[Saved entries]
=====

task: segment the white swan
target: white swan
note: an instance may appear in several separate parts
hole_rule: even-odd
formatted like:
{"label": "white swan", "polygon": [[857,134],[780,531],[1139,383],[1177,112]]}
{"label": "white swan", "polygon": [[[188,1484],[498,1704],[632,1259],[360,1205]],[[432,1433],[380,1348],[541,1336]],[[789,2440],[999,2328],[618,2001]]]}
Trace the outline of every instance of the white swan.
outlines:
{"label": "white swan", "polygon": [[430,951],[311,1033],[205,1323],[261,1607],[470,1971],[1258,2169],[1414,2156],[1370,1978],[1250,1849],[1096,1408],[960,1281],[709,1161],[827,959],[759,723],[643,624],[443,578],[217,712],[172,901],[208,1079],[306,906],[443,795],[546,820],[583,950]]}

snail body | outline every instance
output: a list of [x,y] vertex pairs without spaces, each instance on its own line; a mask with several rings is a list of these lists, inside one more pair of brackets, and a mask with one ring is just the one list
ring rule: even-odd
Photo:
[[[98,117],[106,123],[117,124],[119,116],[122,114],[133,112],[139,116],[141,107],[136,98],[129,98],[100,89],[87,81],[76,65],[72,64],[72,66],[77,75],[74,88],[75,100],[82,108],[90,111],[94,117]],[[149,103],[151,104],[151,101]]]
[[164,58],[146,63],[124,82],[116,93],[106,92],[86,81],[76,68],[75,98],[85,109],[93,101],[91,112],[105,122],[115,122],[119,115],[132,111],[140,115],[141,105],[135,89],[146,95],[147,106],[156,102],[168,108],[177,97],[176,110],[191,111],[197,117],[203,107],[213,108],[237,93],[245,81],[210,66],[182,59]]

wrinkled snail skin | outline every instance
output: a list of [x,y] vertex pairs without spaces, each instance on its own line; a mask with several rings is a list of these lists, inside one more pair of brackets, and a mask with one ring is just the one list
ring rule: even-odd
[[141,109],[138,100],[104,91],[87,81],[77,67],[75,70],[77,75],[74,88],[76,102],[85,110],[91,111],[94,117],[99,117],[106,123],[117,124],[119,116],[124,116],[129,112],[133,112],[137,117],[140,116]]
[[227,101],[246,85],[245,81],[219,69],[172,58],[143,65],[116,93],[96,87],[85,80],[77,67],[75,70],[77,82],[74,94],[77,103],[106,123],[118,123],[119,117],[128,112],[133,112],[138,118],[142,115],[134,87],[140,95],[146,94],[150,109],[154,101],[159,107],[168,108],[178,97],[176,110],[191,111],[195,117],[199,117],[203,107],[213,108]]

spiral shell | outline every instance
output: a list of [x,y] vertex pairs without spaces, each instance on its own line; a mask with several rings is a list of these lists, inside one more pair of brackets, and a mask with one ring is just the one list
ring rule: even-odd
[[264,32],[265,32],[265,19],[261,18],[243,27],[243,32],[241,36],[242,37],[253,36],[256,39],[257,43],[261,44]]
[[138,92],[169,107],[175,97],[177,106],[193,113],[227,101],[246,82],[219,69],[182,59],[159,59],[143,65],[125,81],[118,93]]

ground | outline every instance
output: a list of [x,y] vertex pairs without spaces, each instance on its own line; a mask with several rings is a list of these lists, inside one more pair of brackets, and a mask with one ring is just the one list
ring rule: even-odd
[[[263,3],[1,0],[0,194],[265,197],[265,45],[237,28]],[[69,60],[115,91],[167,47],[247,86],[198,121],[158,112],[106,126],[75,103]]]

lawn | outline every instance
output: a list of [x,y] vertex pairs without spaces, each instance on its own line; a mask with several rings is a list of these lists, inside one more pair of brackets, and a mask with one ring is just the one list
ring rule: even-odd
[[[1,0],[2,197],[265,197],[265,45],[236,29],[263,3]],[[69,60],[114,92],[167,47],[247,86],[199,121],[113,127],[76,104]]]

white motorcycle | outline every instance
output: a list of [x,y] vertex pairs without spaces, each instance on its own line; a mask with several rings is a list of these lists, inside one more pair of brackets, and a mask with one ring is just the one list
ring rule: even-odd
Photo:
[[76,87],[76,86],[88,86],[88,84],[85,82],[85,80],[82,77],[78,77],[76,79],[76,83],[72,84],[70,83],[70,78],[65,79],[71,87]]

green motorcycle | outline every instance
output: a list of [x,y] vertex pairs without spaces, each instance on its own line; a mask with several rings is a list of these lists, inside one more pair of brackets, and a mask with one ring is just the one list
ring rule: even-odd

=====

| Required action |
The lines to copy are those above that contain the string "every".

| Result for this task |
Trace the outline of every instance of the white swan.
snail body | outline every instance
wrinkled snail skin | outline every instance
spiral shell | outline every instance
ground | outline every instance
lawn | outline every instance
white motorcycle | outline every instance
green motorcycle | outline every instance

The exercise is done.